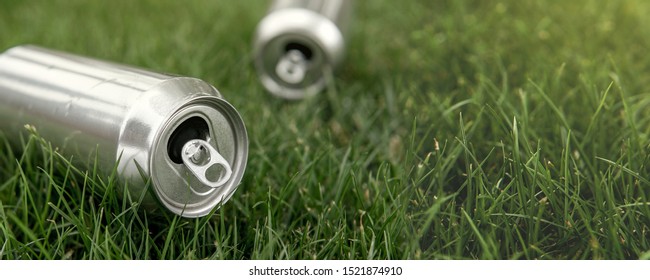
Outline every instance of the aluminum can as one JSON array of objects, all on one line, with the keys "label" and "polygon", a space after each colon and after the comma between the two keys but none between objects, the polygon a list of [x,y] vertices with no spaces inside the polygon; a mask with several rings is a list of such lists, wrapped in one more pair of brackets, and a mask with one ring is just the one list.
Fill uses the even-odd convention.
[{"label": "aluminum can", "polygon": [[246,168],[244,122],[213,86],[36,46],[0,54],[0,130],[15,139],[26,125],[183,217],[227,201]]},{"label": "aluminum can", "polygon": [[255,68],[272,94],[301,99],[322,91],[345,51],[352,0],[276,0],[253,39]]}]

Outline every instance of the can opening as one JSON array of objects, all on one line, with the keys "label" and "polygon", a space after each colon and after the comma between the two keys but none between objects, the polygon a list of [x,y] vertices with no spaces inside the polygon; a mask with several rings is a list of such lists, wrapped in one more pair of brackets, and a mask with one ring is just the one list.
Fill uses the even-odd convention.
[{"label": "can opening", "polygon": [[172,132],[169,141],[167,141],[169,159],[176,164],[182,164],[183,145],[194,139],[207,140],[209,135],[208,123],[203,118],[195,116],[183,121]]},{"label": "can opening", "polygon": [[312,56],[314,55],[313,52],[311,51],[311,48],[301,44],[301,43],[296,43],[296,42],[290,42],[284,47],[284,52],[287,53],[291,50],[297,50],[302,53],[303,56],[307,60],[310,60]]}]

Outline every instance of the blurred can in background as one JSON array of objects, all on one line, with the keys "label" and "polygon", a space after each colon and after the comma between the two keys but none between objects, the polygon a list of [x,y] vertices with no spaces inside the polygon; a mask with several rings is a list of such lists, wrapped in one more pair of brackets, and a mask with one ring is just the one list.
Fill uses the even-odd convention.
[{"label": "blurred can in background", "polygon": [[275,0],[253,40],[255,67],[274,95],[301,99],[323,90],[343,60],[352,0]]},{"label": "blurred can in background", "polygon": [[26,125],[73,162],[117,167],[149,209],[150,180],[184,217],[227,201],[246,168],[244,122],[213,86],[35,46],[0,54],[0,130],[16,139]]}]

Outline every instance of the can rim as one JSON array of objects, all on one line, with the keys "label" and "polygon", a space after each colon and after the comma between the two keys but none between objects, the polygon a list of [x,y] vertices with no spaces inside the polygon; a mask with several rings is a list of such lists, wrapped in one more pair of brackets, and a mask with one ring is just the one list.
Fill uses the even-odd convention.
[{"label": "can rim", "polygon": [[[234,156],[233,163],[231,163],[233,174],[230,180],[221,188],[223,191],[219,191],[218,194],[209,196],[205,200],[202,200],[201,203],[195,203],[194,205],[188,205],[187,203],[183,204],[177,200],[171,199],[163,191],[161,183],[156,178],[156,169],[153,168],[155,163],[155,157],[157,155],[157,150],[161,147],[161,142],[166,146],[165,137],[168,132],[173,131],[175,127],[178,126],[180,122],[186,117],[192,115],[191,108],[196,105],[206,105],[215,108],[218,112],[224,115],[226,119],[229,120],[229,124],[232,127],[234,135],[234,144],[237,146],[234,148],[236,155]],[[214,133],[213,133],[214,134]],[[243,119],[237,112],[237,110],[226,100],[219,98],[214,95],[198,95],[192,98],[185,100],[181,105],[177,106],[172,110],[172,113],[165,118],[164,124],[160,129],[155,133],[154,141],[152,143],[152,152],[149,153],[149,166],[150,176],[152,180],[152,188],[156,193],[158,200],[172,213],[175,213],[182,217],[195,218],[201,217],[209,214],[214,207],[228,201],[234,192],[236,191],[241,179],[243,178],[247,157],[248,157],[248,135],[246,132],[246,127]],[[189,207],[188,207],[189,206]]]}]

........

PROBLEM TO SOLVE - State how many lines in the rows above contain the string "opening", treating uppercase and lowercase as different. Give only the number.

CORRECT RESULT - 2